RECORDED DATA:
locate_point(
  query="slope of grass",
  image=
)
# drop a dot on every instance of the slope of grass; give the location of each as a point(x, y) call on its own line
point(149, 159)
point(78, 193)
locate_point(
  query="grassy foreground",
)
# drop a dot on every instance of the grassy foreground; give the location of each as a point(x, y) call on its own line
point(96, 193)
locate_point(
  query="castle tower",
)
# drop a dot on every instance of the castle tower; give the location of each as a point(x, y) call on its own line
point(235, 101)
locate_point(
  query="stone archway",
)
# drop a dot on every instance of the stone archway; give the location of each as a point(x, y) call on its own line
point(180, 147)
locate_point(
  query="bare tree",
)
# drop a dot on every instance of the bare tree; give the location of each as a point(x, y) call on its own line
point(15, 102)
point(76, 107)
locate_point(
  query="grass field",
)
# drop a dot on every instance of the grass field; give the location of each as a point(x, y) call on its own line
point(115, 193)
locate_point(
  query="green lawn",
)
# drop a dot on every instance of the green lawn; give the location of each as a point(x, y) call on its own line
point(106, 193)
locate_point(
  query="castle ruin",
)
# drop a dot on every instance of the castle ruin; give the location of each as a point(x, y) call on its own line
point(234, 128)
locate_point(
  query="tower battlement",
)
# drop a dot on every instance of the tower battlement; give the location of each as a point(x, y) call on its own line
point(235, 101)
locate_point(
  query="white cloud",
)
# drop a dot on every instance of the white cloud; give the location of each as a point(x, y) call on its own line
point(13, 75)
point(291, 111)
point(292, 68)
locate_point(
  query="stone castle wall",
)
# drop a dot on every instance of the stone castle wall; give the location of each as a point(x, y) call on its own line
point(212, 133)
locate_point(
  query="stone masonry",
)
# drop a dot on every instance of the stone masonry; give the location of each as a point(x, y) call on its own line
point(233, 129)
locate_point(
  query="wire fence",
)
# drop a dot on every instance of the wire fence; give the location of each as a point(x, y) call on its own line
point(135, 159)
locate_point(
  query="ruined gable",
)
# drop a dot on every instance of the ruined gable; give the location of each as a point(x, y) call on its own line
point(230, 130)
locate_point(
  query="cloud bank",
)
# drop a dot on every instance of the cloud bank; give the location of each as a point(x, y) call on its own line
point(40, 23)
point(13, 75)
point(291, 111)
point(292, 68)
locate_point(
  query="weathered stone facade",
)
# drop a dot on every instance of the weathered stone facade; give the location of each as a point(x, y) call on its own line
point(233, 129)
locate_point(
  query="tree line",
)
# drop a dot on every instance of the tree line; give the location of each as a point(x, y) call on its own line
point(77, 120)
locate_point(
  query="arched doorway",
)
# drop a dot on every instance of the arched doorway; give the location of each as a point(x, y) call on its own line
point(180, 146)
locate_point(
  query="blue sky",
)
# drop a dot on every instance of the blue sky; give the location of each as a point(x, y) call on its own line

PROBLEM DESCRIPTION: Every entry that appears above should be duplicated exactly.

ANSWER BOX:
locate_point(
  query="slope of grass",
  image=
)
# drop a dot on every instance of the slope of grass; give the location of each as a point(x, y) call on its own line
point(149, 159)
point(78, 193)
locate_point(
  query="grassy foreground",
)
# drop a dot on every instance of the grassy foreground; give the location of each as a point(x, y) call on its own line
point(96, 193)
locate_point(
  query="castle tower",
)
# drop a dot on every instance of the castle tower; give the location of each as a point(x, y) call on its own line
point(235, 101)
locate_point(
  query="stone archway",
)
# drop a dot on every instance of the stone archway; give the location of each as a point(x, y) call on its own line
point(180, 147)
locate_point(
  query="bare tree",
)
# drop a dot on every instance of the bare tree; give the location of each as a point(x, y) call on its own line
point(15, 102)
point(76, 107)
locate_point(
  query="grass field",
)
# drop a dot on every instance of the grass field; give the location of each as a point(x, y) call on its own line
point(115, 193)
locate_point(
  query="green lawn",
)
# drop a dot on every instance of the green lawn; give the location of each as a point(x, y) call on its own line
point(106, 193)
locate_point(
  query="castle ruin",
)
# drop a dot on every instance of the castle ruin; give the location of each as a point(x, y) call on its own line
point(234, 128)
locate_point(
  query="tower battlement",
)
# drop a dot on every instance of the tower battlement; give the location of each as a point(x, y) call on its own line
point(235, 101)
locate_point(
  query="white cloud",
)
# drop a dot on every instance of the white cloud; give the location of each as a point(x, y) call on its own line
point(13, 75)
point(291, 111)
point(292, 68)
locate_point(
  query="stone castle wall",
)
# drop a dot on every instance of the stone castle wall; give the location of each as a point(x, y) call on its own line
point(212, 133)
locate_point(
  query="stone masonry",
)
# drop a dot on every instance of the stone masonry; give the location of each as a point(x, y) call on its own line
point(233, 129)
locate_point(
  query="wire fence",
)
# drop a dot on every instance of the wire fence; give the location of each as a point(x, y) call on its own line
point(135, 159)
locate_point(
  query="ruined gable",
)
# drop a dot on every instance of the ruined gable; give the location of each as a point(x, y) call on its own line
point(230, 130)
locate_point(
  query="cloud bank",
)
# drop a dot on every instance of the cloud bank; give the location of each as a point(x, y) call on its own line
point(40, 23)
point(13, 75)
point(291, 111)
point(292, 68)
locate_point(
  query="weathered stone facade",
)
# drop a dot on every instance of the weathered stone facade; give the location of each as a point(x, y) call on its own line
point(233, 129)
locate_point(
  query="tree line",
)
# drop a dot on every instance of the tree line; give the location of each as a point(x, y) call on its own line
point(77, 120)
locate_point(
  query="arched doorway",
)
# drop a dot on every instance of the arched doorway; give the location of each as a point(x, y) call on its own line
point(180, 146)
locate_point(
  query="blue sky",
)
# drop a dot on every instance of the blue sky; give the location of each as a point(x, y) call on its own line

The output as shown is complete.